Source records:
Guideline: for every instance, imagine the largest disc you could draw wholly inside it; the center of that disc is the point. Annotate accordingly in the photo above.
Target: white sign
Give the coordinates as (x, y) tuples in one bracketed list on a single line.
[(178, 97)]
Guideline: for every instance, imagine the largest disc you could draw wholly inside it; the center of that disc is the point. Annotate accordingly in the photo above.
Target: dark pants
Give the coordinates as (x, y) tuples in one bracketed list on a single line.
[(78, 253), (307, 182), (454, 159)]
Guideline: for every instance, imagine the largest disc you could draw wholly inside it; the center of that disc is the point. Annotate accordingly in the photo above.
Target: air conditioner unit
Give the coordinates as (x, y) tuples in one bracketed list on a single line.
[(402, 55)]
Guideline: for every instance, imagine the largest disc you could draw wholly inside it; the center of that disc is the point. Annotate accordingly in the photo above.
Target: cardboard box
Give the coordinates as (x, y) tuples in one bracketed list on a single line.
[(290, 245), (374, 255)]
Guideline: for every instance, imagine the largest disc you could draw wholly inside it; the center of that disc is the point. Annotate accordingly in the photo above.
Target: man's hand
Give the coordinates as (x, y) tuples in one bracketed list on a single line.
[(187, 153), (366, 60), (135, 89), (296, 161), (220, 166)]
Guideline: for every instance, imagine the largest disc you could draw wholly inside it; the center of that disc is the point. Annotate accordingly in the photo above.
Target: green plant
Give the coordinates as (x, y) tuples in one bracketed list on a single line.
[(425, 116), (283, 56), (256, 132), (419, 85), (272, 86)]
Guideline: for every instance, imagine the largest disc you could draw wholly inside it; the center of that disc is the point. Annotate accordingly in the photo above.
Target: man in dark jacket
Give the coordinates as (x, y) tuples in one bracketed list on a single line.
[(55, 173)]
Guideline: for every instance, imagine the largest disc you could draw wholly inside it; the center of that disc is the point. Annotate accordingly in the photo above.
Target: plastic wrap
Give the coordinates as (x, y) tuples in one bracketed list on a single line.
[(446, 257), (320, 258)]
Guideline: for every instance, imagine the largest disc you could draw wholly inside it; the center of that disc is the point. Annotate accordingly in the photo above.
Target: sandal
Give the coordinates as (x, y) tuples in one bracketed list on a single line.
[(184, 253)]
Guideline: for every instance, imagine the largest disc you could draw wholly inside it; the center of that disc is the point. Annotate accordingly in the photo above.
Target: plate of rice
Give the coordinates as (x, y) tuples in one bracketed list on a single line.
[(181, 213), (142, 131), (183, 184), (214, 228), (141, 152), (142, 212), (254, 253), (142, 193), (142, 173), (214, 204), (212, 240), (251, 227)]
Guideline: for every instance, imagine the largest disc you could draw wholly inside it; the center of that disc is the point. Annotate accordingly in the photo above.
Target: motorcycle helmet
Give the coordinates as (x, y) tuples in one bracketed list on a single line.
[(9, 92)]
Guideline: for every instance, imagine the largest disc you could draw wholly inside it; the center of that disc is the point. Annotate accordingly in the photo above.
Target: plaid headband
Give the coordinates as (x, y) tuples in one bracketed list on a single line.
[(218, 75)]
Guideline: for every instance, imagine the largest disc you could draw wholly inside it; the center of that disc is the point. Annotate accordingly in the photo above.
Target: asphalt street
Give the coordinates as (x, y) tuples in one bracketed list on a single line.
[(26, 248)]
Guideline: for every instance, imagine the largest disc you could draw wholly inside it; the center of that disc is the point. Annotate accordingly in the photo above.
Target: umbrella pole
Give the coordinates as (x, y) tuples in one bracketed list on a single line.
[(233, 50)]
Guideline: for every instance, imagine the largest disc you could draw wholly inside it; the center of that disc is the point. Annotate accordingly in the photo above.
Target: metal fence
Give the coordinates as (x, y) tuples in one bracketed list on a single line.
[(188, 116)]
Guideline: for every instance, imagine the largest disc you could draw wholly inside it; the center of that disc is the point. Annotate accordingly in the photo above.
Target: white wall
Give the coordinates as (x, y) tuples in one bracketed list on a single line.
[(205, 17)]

Aim of the task:
Each line of the data above should appear again in your answer, exactly as given.

Response area:
Guideline: for every instance, imagine the largest disc you could draw wholly inside it; the center of that disc is the point. Annotate accordingly in the photo above.
Target: white sign
Give the coordinates as (x, y) tuples in one bracketed list on a single line.
[(178, 97)]
Guideline: for every instance, imagine the largest disc you could draw wholly inside it; the center of that disc is the point. Annotate accordingly in the photo above.
Target: dark pants
Give the coordinates as (x, y) tuples in one bracketed list on a single line.
[(78, 253), (307, 182), (454, 159)]
Guideline: for every instance, imagine the largest disc you could draw wholly inside it; the center of that disc is the point. Annotate accordingly in the photo above.
Target: air conditioner unit
Give the coordinates as (x, y) tuples in one bracketed list on a single line.
[(402, 55)]
Guideline: for every instance, imagine the largest disc you could draw wholly inside it; the center of that disc is the point. Annotate accordingly in the photo above.
Target: cardboard box
Give the coordinates as (x, y) tuples in one bracketed list on a single line.
[(290, 245), (374, 255)]
Guideline: for every instance, imagine the largest disc you could draw wholly inside it; the center of that disc is the point. Annotate accordingly in the photo above.
Target: man's hand
Give the coordinates as (x, y) tuples in one bracketed list on a single line.
[(187, 153), (366, 60), (135, 89), (296, 161), (220, 166)]
Guideline: for every instance, imagine the largest disc you could draw wholly inside it; the center of that disc is the point. Annotate accordingly in the photo above.
Target: green plant
Give the coordinates as (x, y) tuples in one bracketed list on a single line.
[(425, 116), (283, 56), (256, 132), (419, 85), (272, 86)]
Guideline: for every instance, imagine the largest disc you could draw wholly inside it; the center of that disc is the point. Annotate accordingly in the photo above.
Target: man in dark jacket
Give the coordinates as (x, y) tuples in one bracketed list on a single line.
[(55, 173)]
Guideline: for every instance, imagine the largest disc you could draw wholly inside it; the center of that disc is the point. Annotate accordingly in the photo above.
Target: plastic wrap
Give the coordinates as (x, y) tuples in one bracketed list on a single line.
[(446, 257), (320, 258)]
Guideline: for every instance, imagine the largest disc you could draw wholly inside it; the center of that disc is the point. Annotate accordingly in the photo above.
Target: sandal
Give the coordinates as (x, y) tuples in one bracketed list on a single line.
[(184, 253)]
Guideline: for every instance, imagine the largest disc you could draw wholly inside it; the center of that disc is the point. Annotate accordingly in the photo above.
Target: plate of rice
Give the coordinates as (x, y) tuples in one bracketed list on a single line.
[(181, 213), (142, 131), (183, 184), (214, 228), (141, 152), (142, 212), (254, 253), (142, 193), (142, 173), (214, 204), (212, 240), (251, 227)]
Guideline: for every instance, imagine the largest disc you could draw wholly inside it; the center of that disc is the point. Annotate accordingly in the photo above.
Target: motorcycle helmet
Give the coordinates as (x, y) tuples in one bracketed list on a single line.
[(9, 92)]
Guideline: for every instance, imagine the largest disc you could draw wholly inside it; the center of that disc is the point. Annotate accordingly in the photo above.
Target: plaid headband
Give the coordinates as (x, y) tuples in one bracketed list on a single line.
[(218, 75)]
Guideline: for every instance, imagine the largest disc you could draw wholly inside it; the center of that disc is the point. Annotate accordingly in the photo above.
Target: asphalt street
Give the coordinates as (x, y) tuples in one bracketed list on a single line.
[(26, 248)]
Guideline: for every instance, imagine the largest disc you could draw wholly inside it; the center of that disc is the point. Annotate accordingly in the photo above.
Target: umbrella pole
Give the coordinates as (x, y) tuples in one bracketed list on a single line.
[(233, 50)]
Guideline: for every instance, imagine the largest disc you could draw wholly inside it; the center of that disc is the point. Annotate accordingly in the photo above.
Target: metal fence
Give the coordinates as (x, y) tuples in one bracketed list on a single line.
[(188, 116)]
Guideline: for every instance, imagine the largest disc you could draw wholly inside it; the center of that disc is the point. Annotate accordingly in the photo above.
Target: white wall
Give the coordinates as (x, y) tuples in one bracketed list on a single line.
[(205, 17)]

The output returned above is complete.